TAREA ASIGNADA 1 — Enumera los alimentos que el fragmento sobre el Halloween y la decadencia del idioma nombra como asociados en el recuerdo a las festividades de Todos los Santos y los Fieles Difuntos.

LA DECADENCIA

En estos días en que, ya sin remedio y sin paliativos, la propaganda y el interés comercial han impuesto al país la celebración del Halloween al modo anglosajón, como si se tratara de una de nuestras fiestas tradicionales, algunos viejos nostálgicos, lastrados todavía por el peso de la tradición católica que mamamos desde niños, añoramos aquellos días remotos de nuestra infancia, en que, en lugar de celebrar la víspera, festejábamos los propios días conmemorativos, es decir, a Todos los Santos y a los Fieles Difuntos -¡Qué bella expresión, esta!; tan cargada, en su simpleza, de sutilezas metafísicas-, y nos divertíamos con las calabazas talladas con expresiones monstruosas, que acrecentaba el titileo de la vela prendida en su interior, y con el juego de lanzar una moneda vieja y desgastada a un trozo de cañaduz apoyado en la pared, con objeto de clavar en ella su afilado canto y, después, mordisquear la caña hasta extraerle su dulzón y chorreante jugo. Porque, entonces, en esos años 50 del pasado siglo, espantando ya el fantasma del hambre, casi todo deleite remitía a la boca. Y es así como estas festividades están asociadas en nuestro recuerdo a las gachas y los huesos de santo, a los dulces de calabaza, a las castañas, etc., y no a los disfraces.

También, estos días del Halloween, me llevan a una reflexión sobre la decadencia -que así lo percibo yo, frente a la eufórica propaganda gubernamental del Ministerio de Asuntos Exteriores y del Instituto Cervantes- de nuestro idioma. Creo recordar que hace ya unos diez años que la Real Academia Española (RAE) denunció que el creciente uso de anglicismos empobrecen la lengua castellana e inducen al olvido de algunos de sus términos; bellísimos términos muchos de ellos, añadiría yo, que acabarán perdiéndose, para desgracia de las futuras generaciones de españoles. Como ya sabemos que las instituciones españolas toman conciencia de los problemas cuando ya es demasiado tarde para hacerles frente, la RAE, dentro de veinte o treinta años, advertirá con preocupación sobre el daño que el denominado lenguaje inclusivo -esperpento creado por una comuna de individuos ágrafos y huérfanos de lecturas- produce en nuestro idioma.
Claro que, antes de que la RAE diera la voz de alarma, fue la esclarecida Carmen Calvo la que dio -¡cómo no!- el aldabonazo: “El español está lleno de anglicanismos”, dijo, y Zapatero la hizo ministra de Cultura; porque, es sabido, que el socialismo del siglo XXI -es decir, el del visionario supervisor de nubes, Zapatero, y el del autócrata Sánchez- se ha caracterizado por tener en sus gobiernos a lo más granado de la intelectualidad. Siguiendo ese criterio, la referida fue desplazada de su alto pódium de número dos de la banda por otra que promete dar a los anales más sentencias y pensamientos memorables; siendo aún más meritorio, a mi modo de ver, que ésta -la Yoli-, pese a que se declara marxista, no es, sin embargo, de la misma escuela marxista que aquélla, es decir, Grouchomarxista, sino Cantinflera; escuela esta que, como es sabido, es de menor categoría intelectual, pues, ajena a las profundas sutilezas de la doctrina grouchomarxista, se agota en las evidencias formales y sus inagotables variaciones. Constituyendo esto un evidente hándicap, es por lo que afirmo que si al final la Yoli se impone a la Calvo en el Guinness de frases célebres, resultará aún más meritorio. Pero, dejemos las divagaciones, volvamos al tema de la decadencia de nuestro idioma.

TAREA ASIGNADA 2 — Transcribe como lista numerada, sin las líneas en blanco, todo lo que va en las filas desde la línea que contiene "Please pin the log" hasta el final de las filas, ambos extremos incluidos.

DATOS MOSTRADOS —

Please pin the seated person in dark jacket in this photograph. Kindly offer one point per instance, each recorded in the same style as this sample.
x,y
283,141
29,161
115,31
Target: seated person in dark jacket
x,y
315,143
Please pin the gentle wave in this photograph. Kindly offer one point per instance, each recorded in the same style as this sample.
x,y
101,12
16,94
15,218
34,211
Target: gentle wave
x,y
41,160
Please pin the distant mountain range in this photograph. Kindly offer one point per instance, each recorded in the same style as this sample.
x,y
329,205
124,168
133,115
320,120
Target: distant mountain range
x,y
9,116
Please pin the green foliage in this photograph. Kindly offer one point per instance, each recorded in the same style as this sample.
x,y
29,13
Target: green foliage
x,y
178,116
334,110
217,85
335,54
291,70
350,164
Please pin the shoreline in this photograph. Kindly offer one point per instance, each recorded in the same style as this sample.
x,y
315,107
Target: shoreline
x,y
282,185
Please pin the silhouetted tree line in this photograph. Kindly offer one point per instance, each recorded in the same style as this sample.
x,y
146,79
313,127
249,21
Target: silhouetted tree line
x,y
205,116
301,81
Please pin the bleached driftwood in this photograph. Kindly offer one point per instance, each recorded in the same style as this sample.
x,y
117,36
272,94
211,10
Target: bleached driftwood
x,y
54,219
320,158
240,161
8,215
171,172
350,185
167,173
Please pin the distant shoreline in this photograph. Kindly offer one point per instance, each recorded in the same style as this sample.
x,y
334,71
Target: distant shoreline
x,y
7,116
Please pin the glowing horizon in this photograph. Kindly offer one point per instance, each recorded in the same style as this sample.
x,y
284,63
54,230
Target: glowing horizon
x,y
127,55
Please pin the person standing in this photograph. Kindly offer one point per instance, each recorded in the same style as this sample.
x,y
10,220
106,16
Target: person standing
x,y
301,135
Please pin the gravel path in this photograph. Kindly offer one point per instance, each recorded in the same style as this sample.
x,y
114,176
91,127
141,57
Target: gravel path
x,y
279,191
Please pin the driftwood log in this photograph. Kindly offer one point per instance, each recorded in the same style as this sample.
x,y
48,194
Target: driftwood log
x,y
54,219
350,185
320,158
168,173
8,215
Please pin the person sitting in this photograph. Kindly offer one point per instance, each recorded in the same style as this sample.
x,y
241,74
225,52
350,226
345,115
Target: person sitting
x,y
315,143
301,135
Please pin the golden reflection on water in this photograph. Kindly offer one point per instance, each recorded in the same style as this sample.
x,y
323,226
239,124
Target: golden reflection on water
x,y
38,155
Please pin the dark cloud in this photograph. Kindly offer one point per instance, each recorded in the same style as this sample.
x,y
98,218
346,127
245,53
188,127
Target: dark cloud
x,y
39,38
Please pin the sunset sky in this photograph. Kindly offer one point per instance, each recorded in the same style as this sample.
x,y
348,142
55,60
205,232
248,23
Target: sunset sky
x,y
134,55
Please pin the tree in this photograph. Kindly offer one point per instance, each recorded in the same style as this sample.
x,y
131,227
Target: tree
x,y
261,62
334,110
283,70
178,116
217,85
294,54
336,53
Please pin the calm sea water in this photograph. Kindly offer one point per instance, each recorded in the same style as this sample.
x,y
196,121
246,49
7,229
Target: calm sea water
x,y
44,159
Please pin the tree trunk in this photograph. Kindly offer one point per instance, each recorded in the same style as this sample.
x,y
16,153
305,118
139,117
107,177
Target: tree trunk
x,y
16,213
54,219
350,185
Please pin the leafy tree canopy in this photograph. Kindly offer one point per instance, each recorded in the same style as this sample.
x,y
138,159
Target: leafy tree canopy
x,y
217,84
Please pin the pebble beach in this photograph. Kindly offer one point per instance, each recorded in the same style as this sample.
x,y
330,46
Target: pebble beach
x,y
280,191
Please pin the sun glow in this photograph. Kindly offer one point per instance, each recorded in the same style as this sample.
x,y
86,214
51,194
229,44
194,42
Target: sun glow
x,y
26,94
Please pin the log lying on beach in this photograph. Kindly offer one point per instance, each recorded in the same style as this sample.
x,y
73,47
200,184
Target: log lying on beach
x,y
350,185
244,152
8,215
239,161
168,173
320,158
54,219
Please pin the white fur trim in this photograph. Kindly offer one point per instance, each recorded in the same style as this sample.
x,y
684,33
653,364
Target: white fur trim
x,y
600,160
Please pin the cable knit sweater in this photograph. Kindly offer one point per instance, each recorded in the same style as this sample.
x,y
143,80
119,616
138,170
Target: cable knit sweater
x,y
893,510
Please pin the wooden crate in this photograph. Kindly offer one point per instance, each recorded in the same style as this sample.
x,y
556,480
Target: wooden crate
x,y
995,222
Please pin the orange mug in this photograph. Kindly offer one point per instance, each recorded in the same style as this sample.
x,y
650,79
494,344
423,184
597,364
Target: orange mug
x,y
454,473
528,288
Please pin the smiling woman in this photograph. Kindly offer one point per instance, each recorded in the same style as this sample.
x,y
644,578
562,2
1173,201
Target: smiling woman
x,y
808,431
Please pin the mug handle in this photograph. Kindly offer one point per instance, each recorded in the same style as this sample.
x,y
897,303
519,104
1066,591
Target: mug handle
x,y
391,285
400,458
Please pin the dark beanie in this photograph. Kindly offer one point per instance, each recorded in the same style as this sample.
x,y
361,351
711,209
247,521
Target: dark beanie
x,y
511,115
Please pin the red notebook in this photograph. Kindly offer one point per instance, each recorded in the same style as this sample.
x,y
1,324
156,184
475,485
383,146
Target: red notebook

RESPUESTA 1 —
- Las gachas
- Los huesos de santo
- Los dulces de calabaza
- Las castañas

RESPUESTA 2 —
1. Please pin the log lying on beach in this photograph. Kindly offer one point per instance, each recorded in the same style as this sample.
2. x,y
3. 73,47
4. 200,184
5. Target: log lying on beach
6. x,y
7. 350,185
8. 244,152
9. 8,215
10. 239,161
11. 168,173
12. 320,158
13. 54,219
14. Please pin the white fur trim in this photograph. Kindly offer one point per instance, each recorded in the same style as this sample.
15. x,y
16. 684,33
17. 653,364
18. Target: white fur trim
19. x,y
20. 600,160
21. Please pin the cable knit sweater in this photograph. Kindly offer one point per instance, each recorded in the same style as this sample.
22. x,y
23. 143,80
24. 119,616
25. 138,170
26. Target: cable knit sweater
27. x,y
28. 893,510
29. Please pin the wooden crate in this photograph. Kindly offer one point per instance, each recorded in the same style as this sample.
30. x,y
31. 556,480
32. Target: wooden crate
33. x,y
34. 995,222
35. Please pin the orange mug in this photograph. Kindly offer one point per instance, each recorded in the same style as this sample.
36. x,y
37. 650,79
38. 494,344
39. 423,184
40. 597,364
41. Target: orange mug
42. x,y
43. 454,473
44. 528,288
45. Please pin the smiling woman in this photograph. Kindly offer one point per instance, each recorded in the same style as this sample.
46. x,y
47. 644,578
48. 562,2
49. 1173,201
50. Target: smiling woman
51. x,y
52. 808,431
53. Please pin the mug handle in this photograph. Kindly offer one point per instance, each recorded in the same style as this sample.
54. x,y
55. 897,303
56. 519,104
57. 1066,591
58. Target: mug handle
59. x,y
60. 391,285
61. 400,458
62. Please pin the dark beanie in this photograph. Kindly offer one point per instance, each recorded in the same style as this sample.
63. x,y
64. 361,351
65. 711,209
66. 247,521
67. Target: dark beanie
68. x,y
69. 511,115
70. Please pin the red notebook in this photograph. Kindly offer one point per instance, each recorded in the same style as this sample.
71. x,y
72. 1,324
73. 156,184
74. 475,485
75. 383,146
76. Target: red notebook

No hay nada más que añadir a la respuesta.